_TEXT_

Paris in the spring
It was not only my first trip abroad but also my first flight; not that I spent much time in the air. I had booked through the National Union of Students’ travel agency which sold me a return ticket for the unlikely sum of about five pounds. It meant a coach trip from Victoria almost to the south coast where the terminal was a wooden hut on a former RAF base. I did not expect a large airliner but, even so, I was relieved when it wasn’t a biplane. I was a slightly nervous passenger but the flight lasted only fifteen minutes, barely time to start hyperventilating.
We landed at Beauvais airport which is over 60 miles from Paris. By the time we reached the outskirts, about half of my ‘flight’ had been at ground level. We did not even reach the centre of Paris; the coach stopped at Porte de Clignacourt, the northern end of the Metro line. I went off to buy a ‘carnet’ which I was informed was the best way to buy a ticket for the Paris Underground without having to use too much French.
M = Metro Place Saint-Michel
In the six months that I had been in London, I had learned to use the Underground to navigate that metropolis. I would do the same here in Paris using le Metro; ligne no. 4 became my geographical centre of gravity for the five days or so that I would be in Paris.
I would come up out of the Metro here. Behind the grand building, to the left, is the Seine and a view of Notre Dame. Just to the right is the less grand Rue de la Huchette where I stayed.
I had nowhere to stay but decided to head for the university area where I might find a fellow student to let me sleep on the floor. Ligne 4 took me directly to Saint-Michel, the nearest stop to the Sorbonne. I had inadvertently chosen the Left Bank, Quartier Latin, le Boul’ Mich’; it was fortuitous.
The students I saw in the Place Saint-Michel were too well-dressed and middle class to be approachable by this scruffy Englishman with poor French. Wandering down a side street, I found a grubby hotel which offered a cheap room and hot water for two hours a day. I paid the old woman who sat in her concierge’s booth giving me incomprehensible instructions while I tried to look attentive.
There was a jazz club under my hotel named after the Rue du Chat qui Pêche. I only went once, unsure of my credentials as an intellectual.
I was now lodged in the Rue de la Huchette, in the centre of bohemian Paris. A good choice for an erstwhile beatnik and aspiring intellectual. I had found my way here on my own, I had somewhere to sleep, and I was not confused by public transport. I felt surprisingly at ease on my first day as a foreigner.

Extracted data entries:
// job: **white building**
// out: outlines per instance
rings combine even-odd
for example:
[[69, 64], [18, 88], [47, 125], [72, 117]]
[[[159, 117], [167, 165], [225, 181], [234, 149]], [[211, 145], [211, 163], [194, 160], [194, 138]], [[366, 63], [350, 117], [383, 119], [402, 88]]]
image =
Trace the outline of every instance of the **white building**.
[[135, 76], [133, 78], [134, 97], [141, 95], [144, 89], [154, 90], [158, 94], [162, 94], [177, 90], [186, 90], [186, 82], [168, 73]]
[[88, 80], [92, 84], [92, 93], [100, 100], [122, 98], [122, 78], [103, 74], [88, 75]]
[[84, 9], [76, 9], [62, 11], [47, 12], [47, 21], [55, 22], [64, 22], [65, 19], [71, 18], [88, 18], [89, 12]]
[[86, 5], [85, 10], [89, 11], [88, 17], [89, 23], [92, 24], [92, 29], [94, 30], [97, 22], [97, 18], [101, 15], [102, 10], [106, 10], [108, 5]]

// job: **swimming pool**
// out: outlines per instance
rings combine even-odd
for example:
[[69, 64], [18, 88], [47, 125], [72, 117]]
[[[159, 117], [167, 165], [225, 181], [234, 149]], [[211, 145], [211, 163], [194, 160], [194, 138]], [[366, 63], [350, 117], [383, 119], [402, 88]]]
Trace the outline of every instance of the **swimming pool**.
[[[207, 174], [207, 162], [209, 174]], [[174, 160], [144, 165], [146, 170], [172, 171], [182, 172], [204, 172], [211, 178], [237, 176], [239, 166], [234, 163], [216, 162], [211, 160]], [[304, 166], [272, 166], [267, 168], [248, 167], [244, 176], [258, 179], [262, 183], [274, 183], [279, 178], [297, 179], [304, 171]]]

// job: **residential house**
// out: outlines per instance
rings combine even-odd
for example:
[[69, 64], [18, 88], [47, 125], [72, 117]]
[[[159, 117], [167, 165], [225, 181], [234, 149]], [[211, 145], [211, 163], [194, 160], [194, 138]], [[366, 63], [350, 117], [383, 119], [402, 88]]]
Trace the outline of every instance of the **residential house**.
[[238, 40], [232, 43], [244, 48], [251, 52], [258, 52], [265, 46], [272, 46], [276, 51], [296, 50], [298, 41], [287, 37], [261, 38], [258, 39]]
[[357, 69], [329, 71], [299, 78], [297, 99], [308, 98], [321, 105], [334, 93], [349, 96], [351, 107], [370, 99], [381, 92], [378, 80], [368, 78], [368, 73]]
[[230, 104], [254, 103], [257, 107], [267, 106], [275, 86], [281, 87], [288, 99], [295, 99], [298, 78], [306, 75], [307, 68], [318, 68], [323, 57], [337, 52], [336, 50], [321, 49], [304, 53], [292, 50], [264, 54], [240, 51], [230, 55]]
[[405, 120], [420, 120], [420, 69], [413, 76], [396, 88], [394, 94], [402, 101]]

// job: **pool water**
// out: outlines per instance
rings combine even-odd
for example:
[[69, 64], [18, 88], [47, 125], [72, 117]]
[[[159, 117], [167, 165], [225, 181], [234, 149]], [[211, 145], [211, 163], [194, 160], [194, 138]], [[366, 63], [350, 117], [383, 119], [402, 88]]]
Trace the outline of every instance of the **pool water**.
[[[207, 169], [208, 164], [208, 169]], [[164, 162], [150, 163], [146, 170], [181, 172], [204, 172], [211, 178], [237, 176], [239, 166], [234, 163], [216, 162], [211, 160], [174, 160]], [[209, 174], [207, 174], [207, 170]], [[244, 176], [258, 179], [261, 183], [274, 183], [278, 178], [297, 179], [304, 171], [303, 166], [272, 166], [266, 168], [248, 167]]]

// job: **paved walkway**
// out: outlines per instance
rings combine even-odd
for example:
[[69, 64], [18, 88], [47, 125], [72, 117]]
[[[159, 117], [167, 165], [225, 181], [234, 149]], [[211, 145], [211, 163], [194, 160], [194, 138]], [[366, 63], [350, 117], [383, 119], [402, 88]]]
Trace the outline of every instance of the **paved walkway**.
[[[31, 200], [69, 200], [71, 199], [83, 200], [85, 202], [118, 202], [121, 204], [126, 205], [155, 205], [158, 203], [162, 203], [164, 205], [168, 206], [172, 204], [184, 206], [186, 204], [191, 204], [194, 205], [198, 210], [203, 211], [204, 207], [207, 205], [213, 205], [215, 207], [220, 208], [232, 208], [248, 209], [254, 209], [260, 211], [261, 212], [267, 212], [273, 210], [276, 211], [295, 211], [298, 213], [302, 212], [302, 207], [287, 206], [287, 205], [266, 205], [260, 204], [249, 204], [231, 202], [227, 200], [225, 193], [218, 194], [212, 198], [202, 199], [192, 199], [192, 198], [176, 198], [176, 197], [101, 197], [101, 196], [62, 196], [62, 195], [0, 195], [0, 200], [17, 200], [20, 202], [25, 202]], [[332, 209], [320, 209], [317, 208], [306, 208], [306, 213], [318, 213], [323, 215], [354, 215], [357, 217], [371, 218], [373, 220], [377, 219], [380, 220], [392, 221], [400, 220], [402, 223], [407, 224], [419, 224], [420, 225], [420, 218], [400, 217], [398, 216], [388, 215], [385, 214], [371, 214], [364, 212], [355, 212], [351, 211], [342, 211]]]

_EXERCISE INSTRUCTIONS_
1) In the Paris travel account, what was the name of the street where the writer found a hotel room?
2) Continue the Paris travel account from the point where it stops.

_RESULTS BY TASK_
1) Rue de la Huchette.

2)
My next prime necessity was something to eat. Again, the university failed to provide anything even for its own students in terms of catering so I wandered off down the Boulevard Saint-Michel where, to my great satisfaction, I found a cafeteria called ‘La Source’. Restaurants, with their maitres d’hôte, menus in French and prices in francs, were impossible to negotiate so to be able to see what I was buying, with prices I could quickly calculate, put me in control.
To a young man used to a diet comprising what was available in the Bull Ring in the 1950s, cafeteria food in Paris was a revelation. I am not even talking about exotic unknown foods cooked with unusual ingredients. I had never before had raw grated carrot with olive oil; or boiled eggs in jelly; or meat patties in breadcrumbs; or salads with a garlic dressing; or warm crusty baguettes. You could even have a small carafe of red wine with no fuss whatsoever. With an individual fresh strawberry tart.
Next to my hotel there was a narrow alleyway called Rue du Chat qui Pêche which opened onto the left bank quai opposite Notre Dame cathedral. Passing the bookstalls, this became the first steps of my perambulations through Paris. In the few days I had to explore, I rarely used my carnet except as a quick route to Les Halles and the flea market at Porte de Clignacourt. At that time these were lively working markets which I preferred to the more formal boulevards cut through the city by Haussmann.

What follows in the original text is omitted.